THE DATA:
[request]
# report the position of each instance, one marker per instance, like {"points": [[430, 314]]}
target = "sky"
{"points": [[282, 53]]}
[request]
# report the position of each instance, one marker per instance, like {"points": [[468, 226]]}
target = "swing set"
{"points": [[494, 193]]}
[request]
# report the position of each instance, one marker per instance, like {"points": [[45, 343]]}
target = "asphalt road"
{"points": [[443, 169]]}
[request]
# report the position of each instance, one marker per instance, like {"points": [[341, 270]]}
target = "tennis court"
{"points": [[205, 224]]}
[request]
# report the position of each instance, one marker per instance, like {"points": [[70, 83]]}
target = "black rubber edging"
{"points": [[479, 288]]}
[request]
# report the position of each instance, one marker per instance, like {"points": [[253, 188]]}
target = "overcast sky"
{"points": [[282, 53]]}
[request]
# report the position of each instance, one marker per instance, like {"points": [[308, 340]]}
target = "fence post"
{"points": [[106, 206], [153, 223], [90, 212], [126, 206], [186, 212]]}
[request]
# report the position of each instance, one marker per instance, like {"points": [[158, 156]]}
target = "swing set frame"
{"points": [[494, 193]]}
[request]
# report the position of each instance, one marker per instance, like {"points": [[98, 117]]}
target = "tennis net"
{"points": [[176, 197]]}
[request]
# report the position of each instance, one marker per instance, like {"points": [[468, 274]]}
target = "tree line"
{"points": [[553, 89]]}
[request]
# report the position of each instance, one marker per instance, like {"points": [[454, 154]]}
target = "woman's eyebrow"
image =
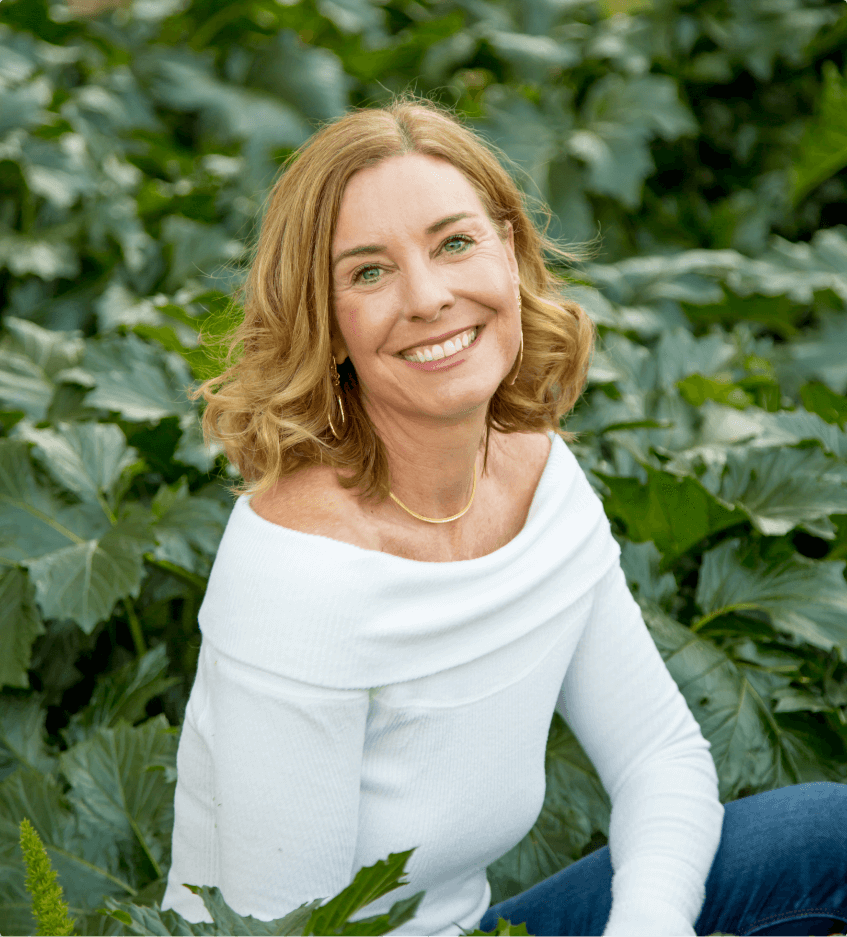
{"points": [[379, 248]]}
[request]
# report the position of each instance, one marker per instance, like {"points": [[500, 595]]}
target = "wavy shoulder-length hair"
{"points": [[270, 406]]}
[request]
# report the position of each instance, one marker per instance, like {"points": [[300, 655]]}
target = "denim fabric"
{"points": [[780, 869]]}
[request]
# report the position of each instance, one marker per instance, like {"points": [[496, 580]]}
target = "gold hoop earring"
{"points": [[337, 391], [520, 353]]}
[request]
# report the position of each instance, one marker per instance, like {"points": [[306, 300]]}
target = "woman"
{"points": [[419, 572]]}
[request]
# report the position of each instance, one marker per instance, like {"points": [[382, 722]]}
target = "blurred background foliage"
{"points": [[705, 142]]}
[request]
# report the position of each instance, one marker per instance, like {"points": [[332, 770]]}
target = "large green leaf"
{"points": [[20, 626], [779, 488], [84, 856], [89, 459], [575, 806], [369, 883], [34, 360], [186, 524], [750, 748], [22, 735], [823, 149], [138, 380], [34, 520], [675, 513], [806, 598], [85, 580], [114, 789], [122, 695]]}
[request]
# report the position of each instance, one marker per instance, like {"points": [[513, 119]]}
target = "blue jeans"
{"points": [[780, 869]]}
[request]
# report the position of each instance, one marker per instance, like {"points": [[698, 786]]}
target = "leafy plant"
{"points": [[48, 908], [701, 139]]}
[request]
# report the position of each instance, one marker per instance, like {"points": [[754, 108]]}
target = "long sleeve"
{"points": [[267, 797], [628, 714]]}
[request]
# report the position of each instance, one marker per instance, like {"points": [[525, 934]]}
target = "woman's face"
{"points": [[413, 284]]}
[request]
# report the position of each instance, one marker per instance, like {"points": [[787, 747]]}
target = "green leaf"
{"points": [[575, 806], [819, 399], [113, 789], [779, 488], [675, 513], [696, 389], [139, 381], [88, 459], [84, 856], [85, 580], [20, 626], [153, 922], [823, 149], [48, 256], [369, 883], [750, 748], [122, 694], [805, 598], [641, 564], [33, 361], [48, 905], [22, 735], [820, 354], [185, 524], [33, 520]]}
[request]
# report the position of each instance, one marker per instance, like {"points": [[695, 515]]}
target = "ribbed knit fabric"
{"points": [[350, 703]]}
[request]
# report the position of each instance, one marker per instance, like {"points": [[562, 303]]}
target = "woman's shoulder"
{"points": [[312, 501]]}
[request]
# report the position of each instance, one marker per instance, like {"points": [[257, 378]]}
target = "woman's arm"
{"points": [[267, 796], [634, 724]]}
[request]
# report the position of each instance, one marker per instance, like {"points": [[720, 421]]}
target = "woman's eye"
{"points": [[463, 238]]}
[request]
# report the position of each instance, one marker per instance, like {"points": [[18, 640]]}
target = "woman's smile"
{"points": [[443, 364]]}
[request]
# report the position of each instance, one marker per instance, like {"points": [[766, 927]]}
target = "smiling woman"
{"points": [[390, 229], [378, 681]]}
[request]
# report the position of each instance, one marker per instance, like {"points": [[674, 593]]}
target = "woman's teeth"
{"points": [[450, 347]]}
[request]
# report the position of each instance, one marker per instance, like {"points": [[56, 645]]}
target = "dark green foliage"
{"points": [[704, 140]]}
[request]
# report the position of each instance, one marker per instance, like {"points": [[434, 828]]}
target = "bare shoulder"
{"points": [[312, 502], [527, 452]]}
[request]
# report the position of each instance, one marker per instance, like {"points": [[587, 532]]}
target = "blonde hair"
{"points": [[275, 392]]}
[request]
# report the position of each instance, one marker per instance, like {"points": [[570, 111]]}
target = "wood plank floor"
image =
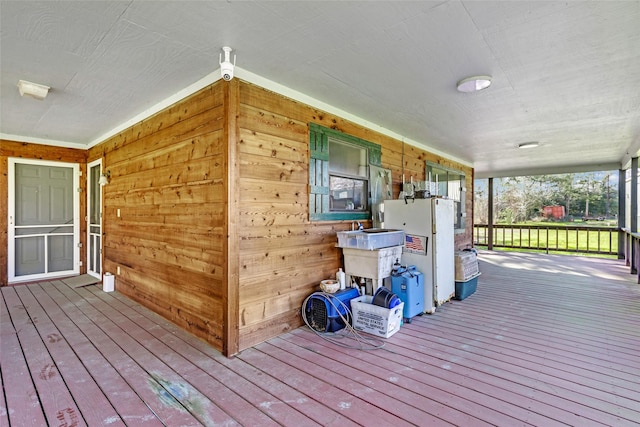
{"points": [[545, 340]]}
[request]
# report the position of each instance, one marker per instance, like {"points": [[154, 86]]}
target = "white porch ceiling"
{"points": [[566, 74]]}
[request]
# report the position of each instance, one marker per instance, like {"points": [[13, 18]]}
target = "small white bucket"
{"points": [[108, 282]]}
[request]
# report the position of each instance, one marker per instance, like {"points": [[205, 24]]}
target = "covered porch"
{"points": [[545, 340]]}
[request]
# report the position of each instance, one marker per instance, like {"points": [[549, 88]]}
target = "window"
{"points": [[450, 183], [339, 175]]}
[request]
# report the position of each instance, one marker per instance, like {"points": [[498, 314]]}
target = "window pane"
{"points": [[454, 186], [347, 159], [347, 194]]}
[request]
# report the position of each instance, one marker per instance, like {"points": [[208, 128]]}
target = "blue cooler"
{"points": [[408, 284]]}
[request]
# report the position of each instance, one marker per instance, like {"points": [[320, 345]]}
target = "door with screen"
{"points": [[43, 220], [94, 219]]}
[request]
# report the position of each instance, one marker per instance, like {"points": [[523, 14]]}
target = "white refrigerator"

THE EXERCISE: From the listing, extract all text exactly as given and drop any picture.

EXERCISE OUTPUT:
[request]
# report the position of each instance, one marker per instance, like {"points": [[430, 314]]}
target = "sky"
{"points": [[282, 53]]}
[request]
# report the position of each instance, one marker per instance, like {"points": [[468, 226]]}
target = "swing set"
{"points": [[494, 193]]}
[request]
# report the position of each instance, one marker per instance, like {"points": [[45, 343]]}
target = "asphalt road"
{"points": [[443, 169]]}
[request]
# report the position of each instance, one marker per instance, like {"points": [[341, 270]]}
target = "tennis court"
{"points": [[205, 224]]}
[request]
# report the position of each instance, one marker per instance, like {"points": [[70, 83]]}
target = "black rubber edging"
{"points": [[479, 288]]}
[request]
# report the position of each instance, one marker per instance, like {"points": [[253, 188]]}
target = "overcast sky"
{"points": [[282, 53]]}
[request]
# report the position of each instance, one marker per instance, like {"points": [[308, 340]]}
target = "fence post"
{"points": [[106, 206], [153, 223], [90, 212], [126, 206], [186, 212]]}
[request]
# report the position of each instance, one marker per instance, like {"points": [[158, 156]]}
target = "swing set frame"
{"points": [[494, 193]]}
[request]
# report the position of each instance, one marker per instance, like {"points": [[98, 117]]}
target = "tennis net"
{"points": [[176, 197]]}
[request]
# report the position of each instance, one marker per instance, like {"points": [[468, 274]]}
target = "tree line"
{"points": [[553, 89]]}
[request]
# report the position of each instance, one marker per instance, like {"points": [[454, 154]]}
target = "woman's eyebrow"
image =
{"points": [[379, 248]]}
[request]
# report the position of each instance, one marker per instance, like {"points": [[500, 595]]}
target = "wavy shoulder-length hair"
{"points": [[270, 406]]}
[request]
# report the position of each instance, one marker per instance, like {"points": [[300, 655]]}
target = "denim fabric"
{"points": [[780, 869]]}
[request]
# report the position of each instance, one marker per instance, like {"points": [[496, 580]]}
target = "gold hoop earring"
{"points": [[337, 391], [520, 353]]}
[request]
# report the position of each instance, one marker per instance, like {"points": [[306, 300]]}
target = "woman"
{"points": [[419, 572]]}
[request]
# report the position of each instance, one marker per instance, like {"points": [[382, 722]]}
target = "blurred background foliage"
{"points": [[705, 142]]}
[request]
# report the position of each instance, one marker per instance, like {"points": [[332, 770]]}
target = "large green leaf"
{"points": [[20, 626], [779, 488], [84, 856], [89, 459], [575, 806], [369, 883], [34, 360], [186, 524], [750, 748], [22, 735], [823, 149], [138, 380], [34, 520], [675, 513], [806, 598], [85, 580], [114, 789], [122, 695]]}
[request]
# report the position of each instance, one marker per instance, like {"points": [[513, 119]]}
target = "blue jeans"
{"points": [[780, 869]]}
[request]
# report the position of each instance, one marker per instance, like {"points": [[698, 786]]}
target = "leafy plant"
{"points": [[48, 908], [701, 139]]}
[request]
# report the position of each instance, one marker per instance, like {"points": [[754, 108]]}
target = "long sleeve"
{"points": [[267, 797], [628, 714]]}
[request]
# report the position of each instance, one marker per instance, like {"points": [[525, 934]]}
target = "woman's face"
{"points": [[413, 284]]}
[request]
# report the position of each instance, one marker per instance, like {"points": [[787, 747]]}
target = "green leaf"
{"points": [[575, 806], [819, 399], [113, 789], [779, 488], [675, 513], [696, 389], [139, 381], [88, 459], [84, 856], [85, 580], [20, 626], [153, 922], [823, 149], [48, 256], [369, 883], [750, 748], [122, 694], [805, 598], [641, 564], [33, 361], [48, 905], [22, 735], [820, 354], [185, 524], [33, 520]]}
[request]
# report the position of each instance, one marker per instance, like {"points": [[695, 515]]}
target = "ribbed knit fabric"
{"points": [[350, 703]]}
[request]
# report the position of each instance, one marker per instance, like {"points": [[562, 303]]}
target = "woman's shoulder"
{"points": [[312, 501]]}
[request]
# report the position of each instance, one marker per instance, like {"points": [[257, 378]]}
target = "woman's arm"
{"points": [[267, 796], [634, 724]]}
[request]
# report the position of each instance, one marker per instance, like {"points": [[720, 421]]}
target = "woman's eye"
{"points": [[463, 238]]}
[request]
# report the position of each instance, one marker per instance, like {"points": [[18, 640]]}
target = "woman's smile"
{"points": [[443, 364]]}
[request]
# report the position of each instance, one marker per instance, like {"points": [[766, 927]]}
target = "smiling woman"
{"points": [[390, 229], [378, 681]]}
[request]
# report the position of each instance, one marker per instance, like {"points": [[674, 593]]}
target = "woman's teeth"
{"points": [[450, 347]]}
[request]
# report the position of each instance, one marker per instance, like {"points": [[56, 645]]}
target = "dark green foliage"
{"points": [[704, 140]]}
[request]
# report the position of each instance, one marker per instance, like {"points": [[434, 828]]}
target = "bare shoulder"
{"points": [[312, 502], [527, 452]]}
[request]
# report the position of each instance, one marker per instance, like {"points": [[587, 532]]}
target = "blonde hair"
{"points": [[275, 392]]}
[request]
# report the position of each instance, one marker per instance, like {"points": [[570, 111]]}
target = "wood plank floor"
image =
{"points": [[545, 340]]}
[request]
# report the position of each instance, one marker per instance, like {"points": [[154, 86]]}
target = "white porch ceiling"
{"points": [[566, 74]]}
[request]
# report the position of each instance, one marker per instance, like {"points": [[13, 18]]}
target = "small white bucket"
{"points": [[108, 282]]}
[request]
# report the position of each instance, one marker per instance, like {"points": [[205, 24]]}
target = "covered porch"
{"points": [[545, 340]]}
[request]
# report the position of each instance, one marker per instance, like {"points": [[549, 88]]}
target = "window"
{"points": [[450, 183], [339, 175]]}
[request]
# report the position of each instance, one marker per instance, like {"points": [[498, 314]]}
target = "window pane"
{"points": [[454, 186], [347, 159], [347, 194]]}
[request]
# report the position of each instance, one marker per instance, like {"points": [[208, 128]]}
target = "blue cooler"
{"points": [[408, 284]]}
[request]
# report the position of each instance, one marker per instance, like {"points": [[320, 345]]}
target = "door with screen"
{"points": [[43, 220], [94, 219]]}
[request]
# report the position of each instance, one marker per instance, like {"points": [[523, 14]]}
target = "white refrigerator"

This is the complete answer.